Kutipan Halaman >>
———

Islam, dalam banyak ayat dan hadits,
senantiasa mengumandangkan pentingnya ilmu sebagai landasan berucap dan
beramal. Maka bisa dibayangkan, amal tanpa ilmu hanya akan berbuah
penyimpangan. Kajian berikut berupaya menguraikan beberapa kesalahan berkait
amalan di bulan Ramadhan. Kesalahan yang dipaparkan di sini memang cukup
‘fatal’. Jika didiamkan terlebih ditumbuhsuburkan, sangat mungkin akan
mencabik-cabik kemurnian Islam, lebih-
lebih jika itu kemudian disirami semangat
fanatisme golongan.
Penggunaan Hisab Dalam Menentukan Awal
Hijriyyah
Nabi Shallallahu 'alaihi wa sallam telah
memberikan bimbingan dalam menentukan awal bulan Hijriyyah dalam
hadits-haditsnya, di antaranya:
عَنْ عَبْدِ اللهِ بْنِ عُمَرَ رَضِيَ اللهُ
عَنْهُمَا أَنَّ رَسُوْلَ اللهِ صَلَّى اللهُ عَلَيْهِ وَسَلَّمَ ذَكَرَ رَمَضَانَ
فَقَالَ: لاَ تَصُوْمُوا حَتَّى تَرَوُا الْهِلاَلَ وَلاَ تُفْطِرُوا حَتَّى
تَرَوْهُ فَإِنْ غُمَّ عَلَيْكُمْ فَاقْدُرُوا لَهُ
“Dari Ibnu ‘Umar, bahwa Rasulullah
Shallallahu 'alaihi wa sallam menjelaskan Ramadhan, maka beliau mengatakan:
‘Janganlah kalian berpuasa sehingga kalian melihat hilal dan janganlah kalian
berbuka (berhenti puasa dengan masuknya syawwal, -pent.) sehingga kalian melihatnya.

———

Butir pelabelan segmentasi
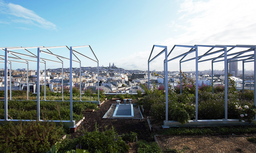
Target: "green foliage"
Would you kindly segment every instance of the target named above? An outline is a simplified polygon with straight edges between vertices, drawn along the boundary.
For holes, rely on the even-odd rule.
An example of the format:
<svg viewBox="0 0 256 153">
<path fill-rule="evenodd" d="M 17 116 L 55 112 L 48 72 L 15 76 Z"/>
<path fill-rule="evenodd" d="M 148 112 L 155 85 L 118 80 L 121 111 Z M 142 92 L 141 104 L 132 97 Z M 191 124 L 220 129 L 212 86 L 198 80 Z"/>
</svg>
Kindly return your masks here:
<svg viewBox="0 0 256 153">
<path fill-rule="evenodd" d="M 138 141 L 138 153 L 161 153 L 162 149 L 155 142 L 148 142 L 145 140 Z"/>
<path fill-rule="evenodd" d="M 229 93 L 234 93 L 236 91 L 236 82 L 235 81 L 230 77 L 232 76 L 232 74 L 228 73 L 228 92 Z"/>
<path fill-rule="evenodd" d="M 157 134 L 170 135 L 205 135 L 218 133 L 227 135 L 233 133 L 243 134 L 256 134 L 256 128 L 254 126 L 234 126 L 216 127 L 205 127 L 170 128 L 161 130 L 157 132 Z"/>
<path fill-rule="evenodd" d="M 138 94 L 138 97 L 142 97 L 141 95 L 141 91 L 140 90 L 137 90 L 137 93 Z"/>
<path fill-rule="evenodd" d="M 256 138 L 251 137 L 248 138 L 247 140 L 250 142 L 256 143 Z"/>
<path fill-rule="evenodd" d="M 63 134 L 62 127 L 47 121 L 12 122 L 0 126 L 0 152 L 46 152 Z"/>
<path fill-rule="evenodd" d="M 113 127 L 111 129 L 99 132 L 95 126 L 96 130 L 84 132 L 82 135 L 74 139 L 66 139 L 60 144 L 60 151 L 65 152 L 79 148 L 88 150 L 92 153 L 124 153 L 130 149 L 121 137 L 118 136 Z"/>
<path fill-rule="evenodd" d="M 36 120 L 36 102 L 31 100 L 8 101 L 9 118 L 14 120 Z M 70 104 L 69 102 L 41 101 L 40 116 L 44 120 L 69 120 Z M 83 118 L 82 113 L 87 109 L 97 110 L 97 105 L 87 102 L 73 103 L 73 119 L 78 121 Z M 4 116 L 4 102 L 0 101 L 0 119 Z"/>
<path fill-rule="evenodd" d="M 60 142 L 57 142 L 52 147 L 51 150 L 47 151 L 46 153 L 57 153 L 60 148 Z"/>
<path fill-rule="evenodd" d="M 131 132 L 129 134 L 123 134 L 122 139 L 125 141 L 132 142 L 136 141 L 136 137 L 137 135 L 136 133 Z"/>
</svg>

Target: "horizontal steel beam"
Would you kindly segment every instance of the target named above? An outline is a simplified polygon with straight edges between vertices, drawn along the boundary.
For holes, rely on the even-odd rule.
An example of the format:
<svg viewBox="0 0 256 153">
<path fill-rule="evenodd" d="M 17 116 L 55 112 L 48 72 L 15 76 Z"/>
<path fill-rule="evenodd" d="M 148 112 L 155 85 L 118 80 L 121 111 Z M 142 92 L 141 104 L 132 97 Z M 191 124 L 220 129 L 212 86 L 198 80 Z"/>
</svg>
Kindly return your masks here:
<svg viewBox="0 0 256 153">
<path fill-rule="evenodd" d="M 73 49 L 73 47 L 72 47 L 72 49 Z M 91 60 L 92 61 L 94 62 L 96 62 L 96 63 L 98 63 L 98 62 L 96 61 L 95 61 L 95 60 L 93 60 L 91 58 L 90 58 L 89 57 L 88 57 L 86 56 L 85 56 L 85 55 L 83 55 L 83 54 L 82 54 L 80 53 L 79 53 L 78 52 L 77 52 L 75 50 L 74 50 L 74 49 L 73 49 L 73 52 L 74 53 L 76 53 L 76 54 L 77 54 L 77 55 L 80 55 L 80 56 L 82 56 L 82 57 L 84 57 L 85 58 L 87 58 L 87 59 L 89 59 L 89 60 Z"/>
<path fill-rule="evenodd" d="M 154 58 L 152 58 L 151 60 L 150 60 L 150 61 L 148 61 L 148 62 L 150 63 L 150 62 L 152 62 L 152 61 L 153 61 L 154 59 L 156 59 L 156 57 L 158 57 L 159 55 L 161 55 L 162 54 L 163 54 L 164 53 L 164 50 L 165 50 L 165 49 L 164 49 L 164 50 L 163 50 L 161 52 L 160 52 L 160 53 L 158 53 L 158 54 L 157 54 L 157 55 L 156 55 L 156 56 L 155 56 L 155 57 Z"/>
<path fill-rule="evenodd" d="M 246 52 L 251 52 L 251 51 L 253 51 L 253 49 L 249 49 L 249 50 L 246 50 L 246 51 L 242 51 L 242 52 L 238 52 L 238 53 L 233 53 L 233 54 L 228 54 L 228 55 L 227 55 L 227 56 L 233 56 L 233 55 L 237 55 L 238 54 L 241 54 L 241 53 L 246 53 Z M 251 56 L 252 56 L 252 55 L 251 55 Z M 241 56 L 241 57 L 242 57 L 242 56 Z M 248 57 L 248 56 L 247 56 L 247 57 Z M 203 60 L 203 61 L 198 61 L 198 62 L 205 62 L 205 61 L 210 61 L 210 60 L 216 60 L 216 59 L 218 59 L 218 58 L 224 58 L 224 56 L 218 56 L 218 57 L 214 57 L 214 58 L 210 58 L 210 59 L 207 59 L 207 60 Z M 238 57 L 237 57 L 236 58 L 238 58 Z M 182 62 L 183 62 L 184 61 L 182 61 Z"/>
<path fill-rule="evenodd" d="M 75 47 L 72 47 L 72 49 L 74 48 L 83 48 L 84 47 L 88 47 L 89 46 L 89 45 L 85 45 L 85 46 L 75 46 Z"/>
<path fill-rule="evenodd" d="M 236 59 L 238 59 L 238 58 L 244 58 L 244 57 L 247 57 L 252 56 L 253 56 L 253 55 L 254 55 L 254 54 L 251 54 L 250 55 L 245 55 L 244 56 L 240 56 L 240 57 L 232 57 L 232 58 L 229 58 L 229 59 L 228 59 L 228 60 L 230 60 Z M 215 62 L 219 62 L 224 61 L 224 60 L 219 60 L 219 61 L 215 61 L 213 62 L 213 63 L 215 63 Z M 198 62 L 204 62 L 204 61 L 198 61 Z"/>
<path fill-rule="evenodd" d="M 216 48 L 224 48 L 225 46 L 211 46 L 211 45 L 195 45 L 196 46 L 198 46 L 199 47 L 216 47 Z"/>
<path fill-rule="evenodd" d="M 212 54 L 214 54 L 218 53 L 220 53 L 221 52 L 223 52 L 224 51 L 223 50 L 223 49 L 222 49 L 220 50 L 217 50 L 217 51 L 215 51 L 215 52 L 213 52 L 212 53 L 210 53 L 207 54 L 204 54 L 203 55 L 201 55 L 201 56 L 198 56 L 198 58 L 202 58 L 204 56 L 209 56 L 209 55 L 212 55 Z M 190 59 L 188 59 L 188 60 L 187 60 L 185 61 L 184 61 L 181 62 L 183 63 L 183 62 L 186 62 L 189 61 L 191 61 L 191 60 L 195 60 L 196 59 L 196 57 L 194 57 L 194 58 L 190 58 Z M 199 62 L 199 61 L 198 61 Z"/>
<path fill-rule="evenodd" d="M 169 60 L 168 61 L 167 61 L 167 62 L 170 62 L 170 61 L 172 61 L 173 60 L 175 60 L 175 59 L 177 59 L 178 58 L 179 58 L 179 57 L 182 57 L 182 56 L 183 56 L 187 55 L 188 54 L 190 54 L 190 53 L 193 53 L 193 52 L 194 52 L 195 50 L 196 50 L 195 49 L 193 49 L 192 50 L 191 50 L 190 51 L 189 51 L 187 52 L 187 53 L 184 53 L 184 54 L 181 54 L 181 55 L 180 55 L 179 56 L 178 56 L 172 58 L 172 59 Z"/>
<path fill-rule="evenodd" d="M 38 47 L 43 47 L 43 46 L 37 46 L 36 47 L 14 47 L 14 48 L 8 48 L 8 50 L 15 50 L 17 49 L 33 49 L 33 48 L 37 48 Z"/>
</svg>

———

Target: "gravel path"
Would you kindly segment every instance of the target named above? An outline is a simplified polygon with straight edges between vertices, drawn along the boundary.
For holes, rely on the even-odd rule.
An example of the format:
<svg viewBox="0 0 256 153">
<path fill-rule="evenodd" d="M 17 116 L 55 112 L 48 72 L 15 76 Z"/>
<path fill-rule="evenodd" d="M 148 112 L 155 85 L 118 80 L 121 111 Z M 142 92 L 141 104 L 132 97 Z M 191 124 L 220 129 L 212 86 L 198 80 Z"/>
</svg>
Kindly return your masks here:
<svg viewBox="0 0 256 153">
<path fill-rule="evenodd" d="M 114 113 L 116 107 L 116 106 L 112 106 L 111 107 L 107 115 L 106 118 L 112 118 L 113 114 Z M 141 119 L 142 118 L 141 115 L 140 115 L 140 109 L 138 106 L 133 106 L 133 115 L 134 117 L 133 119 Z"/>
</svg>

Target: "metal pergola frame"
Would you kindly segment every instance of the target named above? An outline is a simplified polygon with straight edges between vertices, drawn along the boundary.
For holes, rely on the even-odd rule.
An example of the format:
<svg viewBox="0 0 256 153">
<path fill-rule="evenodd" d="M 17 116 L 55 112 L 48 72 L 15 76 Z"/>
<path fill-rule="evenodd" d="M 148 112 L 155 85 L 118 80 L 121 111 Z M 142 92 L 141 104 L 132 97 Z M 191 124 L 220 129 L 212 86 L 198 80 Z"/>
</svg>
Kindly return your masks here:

———

Jawablah pertanyaan berikut berdasarkan kutipan halaman tentang kesalahan amalan di bulan Ramadhan.
(a) Menurut kutipan itu, apa buah dari amal tanpa ilmu?
(b) Kajian itu berupaya menguraikan kesalahan yang berkait dengan amalan di bulan apa?
(c) Dalam hadits dari Ibnu ‘Umar, sampai kapan kaum Muslim dilarang berpuasa?

(a) Amal tanpa ilmu hanya akan berbuah penyimpangan.
(b) Kajian itu menguraikan kesalahan yang berkait dengan amalan di bulan Ramadhan.
(c) Mereka dilarang berpuasa sampai mereka melihat hilal.